▶ [Okunacak metin]
>>

Masumiyet, iffet ve feraset

Prof. Dr. Mehmet Ateş

Hz. Yusuf’un hayat hikâyesi, Kur’ân’da “en güzel kıssa” olarak tarif edilir. İsminin verildiği surede, çocukken gördüğü rüyayla başlayıp Mısır sarayında tahta oturana kadar onun ayak izlerini takip edebiliriz. Sure, Efendimize peygamberlik görevinin verilişinin yedinci ve onuncu yılları arasında yaşanan boykot döneminde nazil olmuştur. Bu dönem, mahrumiyetlerin zirveye ulaştığı, hemen ardından “hüzün yılı”nın yaşanacağı zorlu bir zaman dilimidir. Surede Efendimiz ve arkadaşlarına adeta şu mesaj verilir: “Şimdi kuyunun dibinde olabilirsiniz, iffetinize laf edilebilir ama temize çıkacaksınız.”

Sure, birçok sosyopsikolojik kavramı içinde barındırır. Peygamberlik mirasını devralacağını hissettiği evladını gözünden bile esirgeyen bir baba ve yaşanan meşum hadiseden sonra diğer oğullarının tamamen nifaka sürüklenmemeleri için uğraşan bir peygamber figürü olarak Hz. Yakup’u görürüz.

Yusuf Suresi’ndeki üç gömlek, Hz. Yusuf’un çocukluğu, gençliği ve yetişkinliği ile alakalıdır. Çocukluğundaki gömlek masumiyeti, gençliğindeki gömlek iffeti, vezirliğindeki gömlek firaseti ve fetaneti temsil eder. Yusuf olmak, ancak bu vasıflara sahip olmakla mümkündür. Günümüzün Yusufları, bir çocuk gibi masum, hisleri zirvede iken kendini dizginleyebilmiş, firaset abidesi kişilerdir. Maddi ve manevi her şeye ulaşsalar bile, dünyadan Müslüman olarak gitme arzusundan başka hayali olmayan, tüm rütbeleri ellerinin tersiyle iten irade kahramanlarıdır onlar.

<<

▶ [Yazılı talep] Hz. Yusuf'un kıssasını ele alan yukarıdaki metinde "Hz. Yusuf’un hayat" ile başlayıp "Hz. Yakup’u görürüz." ile biten bölümü harfi harfine alıntılayın.

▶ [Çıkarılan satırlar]
>>

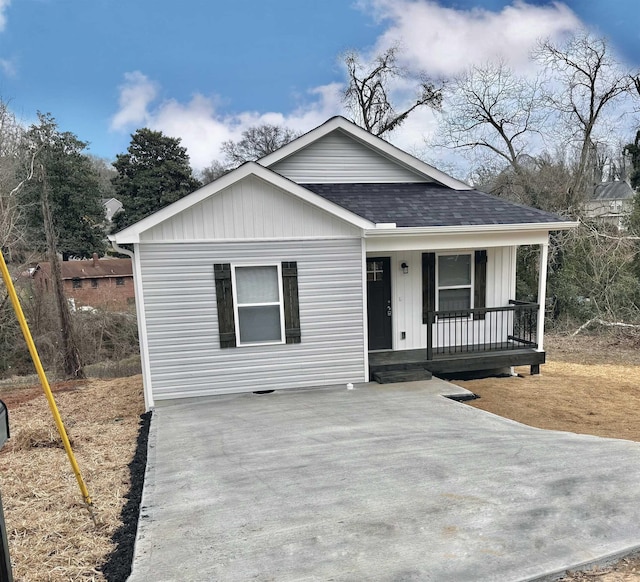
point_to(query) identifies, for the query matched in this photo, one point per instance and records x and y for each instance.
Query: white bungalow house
(336, 259)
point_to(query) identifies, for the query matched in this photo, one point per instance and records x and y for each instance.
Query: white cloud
(200, 126)
(444, 41)
(440, 41)
(136, 94)
(4, 5)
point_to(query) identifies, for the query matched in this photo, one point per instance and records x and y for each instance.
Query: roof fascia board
(131, 234)
(383, 147)
(470, 229)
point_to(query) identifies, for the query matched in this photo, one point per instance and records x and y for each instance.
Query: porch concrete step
(395, 366)
(394, 376)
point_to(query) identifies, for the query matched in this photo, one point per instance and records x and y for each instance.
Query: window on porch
(455, 282)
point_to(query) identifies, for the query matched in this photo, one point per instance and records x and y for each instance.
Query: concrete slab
(380, 483)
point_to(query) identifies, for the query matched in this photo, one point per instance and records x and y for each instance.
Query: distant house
(338, 258)
(96, 282)
(111, 207)
(611, 202)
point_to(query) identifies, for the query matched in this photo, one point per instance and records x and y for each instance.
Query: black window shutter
(428, 285)
(480, 283)
(224, 299)
(291, 303)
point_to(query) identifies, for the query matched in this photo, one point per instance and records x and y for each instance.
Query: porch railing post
(430, 319)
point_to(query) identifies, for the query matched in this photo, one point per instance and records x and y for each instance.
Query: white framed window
(454, 282)
(258, 304)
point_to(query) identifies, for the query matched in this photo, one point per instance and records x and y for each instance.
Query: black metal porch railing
(486, 329)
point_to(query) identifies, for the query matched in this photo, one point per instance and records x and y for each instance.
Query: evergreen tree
(153, 173)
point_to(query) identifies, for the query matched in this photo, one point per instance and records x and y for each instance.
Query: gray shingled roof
(428, 204)
(618, 190)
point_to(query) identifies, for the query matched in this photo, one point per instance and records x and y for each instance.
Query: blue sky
(204, 70)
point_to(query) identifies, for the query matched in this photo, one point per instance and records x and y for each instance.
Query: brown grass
(51, 535)
(590, 385)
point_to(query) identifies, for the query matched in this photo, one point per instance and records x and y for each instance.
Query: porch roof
(427, 204)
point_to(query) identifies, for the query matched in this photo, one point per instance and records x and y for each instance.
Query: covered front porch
(466, 341)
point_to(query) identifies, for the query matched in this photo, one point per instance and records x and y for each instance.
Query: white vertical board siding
(337, 158)
(407, 296)
(250, 209)
(182, 325)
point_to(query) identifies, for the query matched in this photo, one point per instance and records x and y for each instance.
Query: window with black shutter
(257, 304)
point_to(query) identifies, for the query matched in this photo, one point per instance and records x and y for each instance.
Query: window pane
(257, 284)
(259, 324)
(453, 299)
(454, 270)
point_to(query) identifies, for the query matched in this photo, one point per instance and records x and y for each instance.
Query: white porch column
(542, 292)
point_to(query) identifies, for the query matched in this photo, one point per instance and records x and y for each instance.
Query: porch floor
(463, 360)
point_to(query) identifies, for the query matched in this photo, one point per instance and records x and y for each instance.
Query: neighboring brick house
(611, 202)
(95, 282)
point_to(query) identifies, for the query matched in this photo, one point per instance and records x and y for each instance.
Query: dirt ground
(51, 535)
(590, 385)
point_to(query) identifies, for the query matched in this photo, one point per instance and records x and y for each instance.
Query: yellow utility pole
(45, 383)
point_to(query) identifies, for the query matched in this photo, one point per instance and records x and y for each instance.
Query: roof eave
(470, 229)
(131, 234)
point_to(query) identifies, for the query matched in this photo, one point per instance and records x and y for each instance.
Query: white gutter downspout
(542, 292)
(141, 318)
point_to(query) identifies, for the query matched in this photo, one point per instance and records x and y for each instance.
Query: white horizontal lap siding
(182, 325)
(249, 209)
(337, 158)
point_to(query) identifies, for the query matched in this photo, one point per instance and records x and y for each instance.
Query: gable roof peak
(373, 142)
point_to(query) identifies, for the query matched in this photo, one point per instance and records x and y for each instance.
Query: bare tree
(367, 95)
(257, 141)
(11, 136)
(587, 81)
(43, 137)
(494, 116)
(213, 172)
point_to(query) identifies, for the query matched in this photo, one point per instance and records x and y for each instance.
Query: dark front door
(379, 302)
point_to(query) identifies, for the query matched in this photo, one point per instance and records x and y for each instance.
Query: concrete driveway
(381, 483)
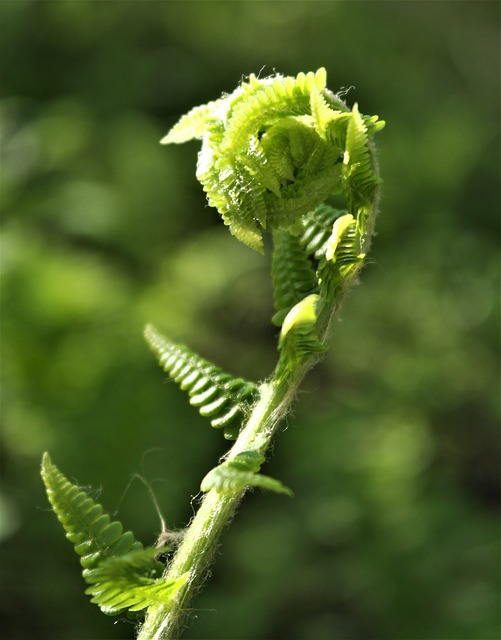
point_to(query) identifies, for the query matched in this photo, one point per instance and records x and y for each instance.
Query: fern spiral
(275, 149)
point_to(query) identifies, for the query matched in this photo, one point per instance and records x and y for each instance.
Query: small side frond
(194, 123)
(293, 274)
(298, 337)
(90, 530)
(317, 229)
(218, 395)
(358, 178)
(343, 256)
(127, 582)
(240, 472)
(120, 572)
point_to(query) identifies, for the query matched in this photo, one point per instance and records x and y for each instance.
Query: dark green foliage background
(392, 450)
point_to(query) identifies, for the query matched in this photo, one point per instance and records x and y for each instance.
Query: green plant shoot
(276, 154)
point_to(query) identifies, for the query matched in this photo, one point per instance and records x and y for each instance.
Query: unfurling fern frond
(293, 274)
(268, 154)
(299, 338)
(240, 472)
(127, 582)
(218, 395)
(120, 572)
(317, 229)
(359, 178)
(343, 256)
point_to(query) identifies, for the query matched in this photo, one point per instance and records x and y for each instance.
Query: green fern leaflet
(122, 574)
(218, 395)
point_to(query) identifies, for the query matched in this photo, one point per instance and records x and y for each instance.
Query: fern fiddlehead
(273, 152)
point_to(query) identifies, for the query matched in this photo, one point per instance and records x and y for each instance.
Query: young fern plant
(273, 154)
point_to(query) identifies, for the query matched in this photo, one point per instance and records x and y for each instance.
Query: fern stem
(216, 511)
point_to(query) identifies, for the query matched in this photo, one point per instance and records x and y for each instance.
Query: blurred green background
(392, 450)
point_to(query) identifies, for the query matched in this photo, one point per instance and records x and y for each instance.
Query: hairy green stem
(216, 511)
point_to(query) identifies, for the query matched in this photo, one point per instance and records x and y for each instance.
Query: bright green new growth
(272, 152)
(122, 574)
(241, 472)
(218, 395)
(275, 149)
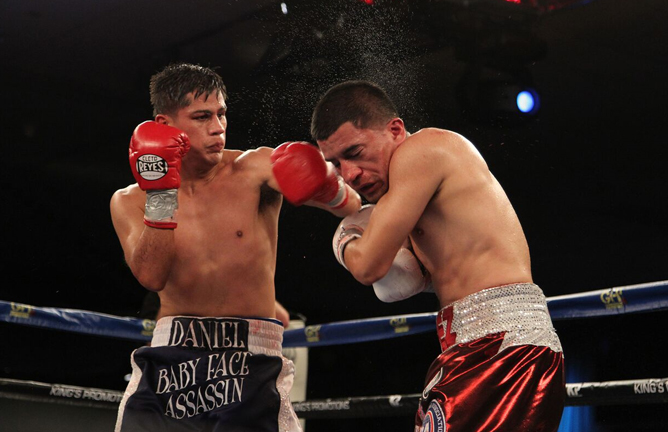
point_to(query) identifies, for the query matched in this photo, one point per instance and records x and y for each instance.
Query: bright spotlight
(527, 101)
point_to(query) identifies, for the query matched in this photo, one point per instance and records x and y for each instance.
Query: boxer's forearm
(152, 258)
(365, 267)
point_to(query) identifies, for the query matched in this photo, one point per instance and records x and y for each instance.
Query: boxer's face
(205, 123)
(362, 156)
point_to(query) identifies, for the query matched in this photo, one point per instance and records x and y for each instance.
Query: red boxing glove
(155, 155)
(304, 175)
(156, 151)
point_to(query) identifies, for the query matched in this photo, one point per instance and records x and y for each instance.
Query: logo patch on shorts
(434, 420)
(432, 383)
(151, 167)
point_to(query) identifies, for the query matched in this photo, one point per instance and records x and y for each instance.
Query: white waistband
(520, 310)
(258, 336)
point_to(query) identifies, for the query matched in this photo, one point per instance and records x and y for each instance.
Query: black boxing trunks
(501, 367)
(210, 374)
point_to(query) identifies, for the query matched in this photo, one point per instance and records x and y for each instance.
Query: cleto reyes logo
(151, 167)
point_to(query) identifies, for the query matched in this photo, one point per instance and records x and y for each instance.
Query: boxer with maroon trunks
(200, 228)
(442, 222)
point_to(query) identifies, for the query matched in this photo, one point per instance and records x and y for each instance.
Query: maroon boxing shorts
(501, 367)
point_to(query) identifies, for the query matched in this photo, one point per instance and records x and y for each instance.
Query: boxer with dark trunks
(200, 228)
(442, 222)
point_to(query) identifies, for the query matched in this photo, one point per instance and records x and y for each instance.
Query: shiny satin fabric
(472, 387)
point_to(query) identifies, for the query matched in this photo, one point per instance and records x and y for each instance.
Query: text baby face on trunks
(209, 334)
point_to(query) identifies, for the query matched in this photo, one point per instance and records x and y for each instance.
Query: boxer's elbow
(149, 279)
(368, 273)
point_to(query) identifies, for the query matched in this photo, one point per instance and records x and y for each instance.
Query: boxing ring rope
(644, 297)
(612, 301)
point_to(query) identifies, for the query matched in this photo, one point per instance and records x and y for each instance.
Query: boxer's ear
(397, 129)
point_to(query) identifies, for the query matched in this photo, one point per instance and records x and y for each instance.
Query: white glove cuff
(161, 205)
(345, 237)
(403, 280)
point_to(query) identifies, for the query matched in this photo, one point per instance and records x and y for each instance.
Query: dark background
(586, 174)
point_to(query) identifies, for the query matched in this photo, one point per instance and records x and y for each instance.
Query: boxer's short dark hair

<<

▶ [Görevin çözümü]
Hz. Yusuf’un hayat hikâyesi, Kur’ân’da “en güzel kıssa” olarak tarif edilir. İsminin verildiği surede, çocukken gördüğü rüyayla başlayıp Mısır sarayında tahta oturana kadar onun ayak izlerini takip edebiliriz. Sure, Efendimize peygamberlik görevinin verilişinin yedinci ve onuncu yılları arasında yaşanan boykot döneminde nazil olmuştur. Bu dönem, mahrumiyetlerin zirveye ulaştığı, hemen ardından “hüzün yılı”nın yaşanacağı zorlu bir zaman dilimidir. Surede Efendimiz ve arkadaşlarına adeta şu mesaj verilir: “Şimdi kuyunun dibinde olabilirsiniz, iffetinize laf edilebilir ama temize çıkacaksınız.”

Sure, birçok sosyopsikolojik kavramı içinde barındırır. Peygamberlik mirasını devralacağını hissettiği evladını gözünden bile esirgeyen bir baba ve yaşanan meşum hadiseden sonra diğer oğullarının tamamen nifaka sürüklenmemeleri için uğraşan bir peygamber figürü olarak Hz. Yakup’u görürüz.